::: Recorded information

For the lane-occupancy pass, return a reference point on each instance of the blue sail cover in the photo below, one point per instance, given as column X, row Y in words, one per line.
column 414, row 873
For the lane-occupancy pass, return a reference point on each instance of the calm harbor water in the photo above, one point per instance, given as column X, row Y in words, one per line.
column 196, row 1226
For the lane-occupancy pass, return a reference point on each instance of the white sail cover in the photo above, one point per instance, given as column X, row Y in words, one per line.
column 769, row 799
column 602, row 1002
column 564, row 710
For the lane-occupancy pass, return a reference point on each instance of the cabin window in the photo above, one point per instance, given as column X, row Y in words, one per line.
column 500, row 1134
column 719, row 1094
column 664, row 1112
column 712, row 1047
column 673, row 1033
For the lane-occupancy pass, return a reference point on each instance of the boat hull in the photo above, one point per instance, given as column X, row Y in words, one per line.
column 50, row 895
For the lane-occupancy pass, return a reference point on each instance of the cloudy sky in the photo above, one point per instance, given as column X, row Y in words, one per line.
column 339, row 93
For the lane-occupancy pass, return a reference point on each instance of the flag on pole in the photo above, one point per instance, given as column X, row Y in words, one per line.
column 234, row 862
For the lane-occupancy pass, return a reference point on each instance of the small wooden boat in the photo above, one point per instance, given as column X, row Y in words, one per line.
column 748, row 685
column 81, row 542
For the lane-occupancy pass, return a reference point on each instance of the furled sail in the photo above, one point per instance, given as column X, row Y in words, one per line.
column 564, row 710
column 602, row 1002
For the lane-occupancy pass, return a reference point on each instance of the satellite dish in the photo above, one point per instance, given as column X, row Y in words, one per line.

::::::

### Work order
Retype the data shown above so that each line matches the original.

### Task output
For the lane-occupancy pass, return a reference point on each instance of the blue sail cover in the photo below, one point per instance, given as column X, row Y in words, one per line.
column 414, row 873
For the lane-occupancy pass, return a reference point on each instance of the calm harbor water in the photo above, one point per instance, given as column X, row Y in words, one per line.
column 196, row 1226
For the lane-occupancy pass, return a reference point on each instance of the white sail cover in the photo above, one point per instance, given as column X, row Y in words, one per line.
column 769, row 799
column 602, row 1002
column 564, row 710
For the lane-occupancy pass, return a reference point on each instance of the cabin window in the photo above, one point per instance, given as column X, row Y in words, one per line.
column 500, row 1134
column 719, row 1094
column 664, row 1112
column 712, row 1047
column 673, row 1033
For the lane-occupancy pass, return a reference point on each instance of the boat hull in the photo above, one point per instance, given as column X, row Y in words, one per line.
column 50, row 895
For the lane-occupancy pass, return a reference point on each instance of the cloudy sky in the photo above, one point per instance, given as column X, row Y in words, one per line.
column 339, row 93
For the lane-occupancy pass, return a reference point on each instance of the flag on pole in the photo above, one point per instance, given as column X, row Y in words, one per line.
column 234, row 862
For the lane-occupancy pass, return a reference point on each instance of the small wooden boat in the photo above, one point per instance, given as column X, row Y in words, one per line.
column 748, row 685
column 81, row 542
For the lane-occupancy pass, return a reference point on each instance of the furled sail in the photo above, one point per instance, given as column X, row Y in words, one per line.
column 564, row 710
column 602, row 1002
For the lane-occupancy pass, return a reference point on each instance of the satellite dish in the photo above, one point per instance, given as column X, row Y in words, one per line.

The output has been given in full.